Your doctor’s bedside manner may depend on your weight. The less you weigh, the nicer your physician will be to you, and the more you weigh, well, let’s just say your doctor won’t necessarily be meaner, just less nice.
In a new study published by medical journal Obesity, researchers at Johns Hopkins University gained permission to record the discussions between 39 primary care physicians and more than 200 patients, all of whom had high blood pressure.
Of those patients, 28 patients weighed normally (BMI of under 25), 60 were overweight (BMI between 25 and 30) and 120 were classified as obese (BMI of 30 or greater).
While there were no differences in time spent between the doctors and the patients, when it came to the transcriptions of the patient-doctor interactions, researchers noticed that, indeed, doctors are nicer to patients who are thin or have normal weight.
But the lead author of the study, Dr. Kimberly A. Gudzune, assistant professor of general internal medicine at Johns Hopkins School of Medicine, points out that the physicians were not “being overtly negative or harsh.”
Gudzune told the New York Times, “They were just not engaging patients in that rapport-building or making that emotional connection with the patient.”
She said that doctors were more encouraging of their thinner patients, saying things like “I’m glad you’re feeling better” to a patient who was having hot flashes and “That can be frustrating” when a patient was upset and complained about how long it took to get an appointment. Those types of comments were noticeably absent in the transcripts between doctors and heavier patients, Gudzune said.
Another example was when a woman was feeling bad about a scar on her leg after having surgery on it, which forced her to wear ugly shoes.
“You went through a lot,” her doctor said to her, then continuing, “You still got great legs. Chunky shoes are still in. Get something pretty, something for spring. That always makes you feel good.”

▸ Provided material
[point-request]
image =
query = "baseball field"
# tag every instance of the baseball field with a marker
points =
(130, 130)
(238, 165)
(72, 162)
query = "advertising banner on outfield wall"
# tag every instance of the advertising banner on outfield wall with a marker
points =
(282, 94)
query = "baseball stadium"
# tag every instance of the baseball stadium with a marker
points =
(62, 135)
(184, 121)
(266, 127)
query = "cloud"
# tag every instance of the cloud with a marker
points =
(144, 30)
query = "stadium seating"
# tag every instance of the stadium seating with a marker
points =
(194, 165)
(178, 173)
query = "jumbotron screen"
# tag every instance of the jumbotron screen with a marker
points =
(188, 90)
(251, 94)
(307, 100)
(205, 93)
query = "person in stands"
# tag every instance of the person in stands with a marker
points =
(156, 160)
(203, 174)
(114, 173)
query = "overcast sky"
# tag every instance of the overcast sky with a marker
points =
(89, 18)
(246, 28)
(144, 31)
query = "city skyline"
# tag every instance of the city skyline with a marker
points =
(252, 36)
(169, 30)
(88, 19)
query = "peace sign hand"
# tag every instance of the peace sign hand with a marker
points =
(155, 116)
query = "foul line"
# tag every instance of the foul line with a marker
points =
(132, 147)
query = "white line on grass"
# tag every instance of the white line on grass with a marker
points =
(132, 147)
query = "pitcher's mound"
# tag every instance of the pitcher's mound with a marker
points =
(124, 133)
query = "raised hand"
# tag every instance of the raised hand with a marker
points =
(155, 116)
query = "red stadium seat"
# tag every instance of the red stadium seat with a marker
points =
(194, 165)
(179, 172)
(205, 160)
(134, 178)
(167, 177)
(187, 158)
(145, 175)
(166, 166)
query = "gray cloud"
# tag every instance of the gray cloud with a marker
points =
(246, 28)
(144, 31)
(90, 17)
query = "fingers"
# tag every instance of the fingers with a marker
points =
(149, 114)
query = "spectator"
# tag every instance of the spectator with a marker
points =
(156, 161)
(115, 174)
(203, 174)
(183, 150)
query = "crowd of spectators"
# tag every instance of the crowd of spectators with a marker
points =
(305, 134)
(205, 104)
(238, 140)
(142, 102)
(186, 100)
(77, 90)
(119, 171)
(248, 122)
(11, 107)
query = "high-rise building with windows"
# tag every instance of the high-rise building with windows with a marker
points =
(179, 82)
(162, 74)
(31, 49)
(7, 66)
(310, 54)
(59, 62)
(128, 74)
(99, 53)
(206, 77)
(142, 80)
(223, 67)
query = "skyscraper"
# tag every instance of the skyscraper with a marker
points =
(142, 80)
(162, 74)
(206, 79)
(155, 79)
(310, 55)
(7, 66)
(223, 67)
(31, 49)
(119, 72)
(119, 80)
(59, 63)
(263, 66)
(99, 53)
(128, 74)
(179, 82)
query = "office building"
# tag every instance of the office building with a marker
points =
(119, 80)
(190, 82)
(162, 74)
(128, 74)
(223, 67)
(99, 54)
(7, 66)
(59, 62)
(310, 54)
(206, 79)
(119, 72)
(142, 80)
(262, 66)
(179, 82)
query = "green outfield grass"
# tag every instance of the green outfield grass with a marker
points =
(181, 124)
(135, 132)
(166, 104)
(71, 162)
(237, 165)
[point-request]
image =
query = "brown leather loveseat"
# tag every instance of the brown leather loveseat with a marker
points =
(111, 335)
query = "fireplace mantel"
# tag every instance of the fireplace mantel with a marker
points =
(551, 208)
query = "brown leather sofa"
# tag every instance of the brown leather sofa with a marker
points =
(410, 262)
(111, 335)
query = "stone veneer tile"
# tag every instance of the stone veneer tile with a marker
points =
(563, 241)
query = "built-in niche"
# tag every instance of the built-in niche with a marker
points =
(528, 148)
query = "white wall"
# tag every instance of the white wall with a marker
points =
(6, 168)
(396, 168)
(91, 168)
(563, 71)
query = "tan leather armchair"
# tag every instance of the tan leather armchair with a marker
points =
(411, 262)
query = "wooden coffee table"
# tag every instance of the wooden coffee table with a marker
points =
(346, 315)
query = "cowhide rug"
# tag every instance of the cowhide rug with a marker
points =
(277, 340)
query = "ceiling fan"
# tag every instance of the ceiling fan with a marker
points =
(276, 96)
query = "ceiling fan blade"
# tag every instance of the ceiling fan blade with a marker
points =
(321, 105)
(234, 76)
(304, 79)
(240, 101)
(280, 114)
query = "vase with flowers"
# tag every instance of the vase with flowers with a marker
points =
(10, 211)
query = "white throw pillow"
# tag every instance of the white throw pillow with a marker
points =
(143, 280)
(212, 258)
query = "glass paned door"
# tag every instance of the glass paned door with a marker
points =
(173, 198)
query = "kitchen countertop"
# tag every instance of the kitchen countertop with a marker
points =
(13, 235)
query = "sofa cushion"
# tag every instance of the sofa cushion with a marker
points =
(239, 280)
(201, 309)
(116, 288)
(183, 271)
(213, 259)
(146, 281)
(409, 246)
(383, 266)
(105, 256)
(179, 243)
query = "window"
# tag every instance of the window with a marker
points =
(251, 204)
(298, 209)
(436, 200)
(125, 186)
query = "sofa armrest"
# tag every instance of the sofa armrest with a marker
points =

▸ Assigned task 1
According to the article about doctors and patient weight, how many primary care physicians had their discussions with patients recorded?
▸ Assigned task 2
Decide whether each statement agrees with the article about doctors and patient weight: (a) The study appeared in the medical journal Obesity. (b) Doctors spent more time with thinner patients than with heavier ones. (c) Gudzune said the physicians were overtly negative or harsh toward heavier patients.
The items have no role in this exercise.

▸ Your solution 1
39

▸ Your solution 2
(a) Yes: "In a new study published by medical journal Obesity"
(b) No: "there were no differences in time spent between the doctors and the patients"
(c) No: "the physicians were not “being overtly negative or harsh.”"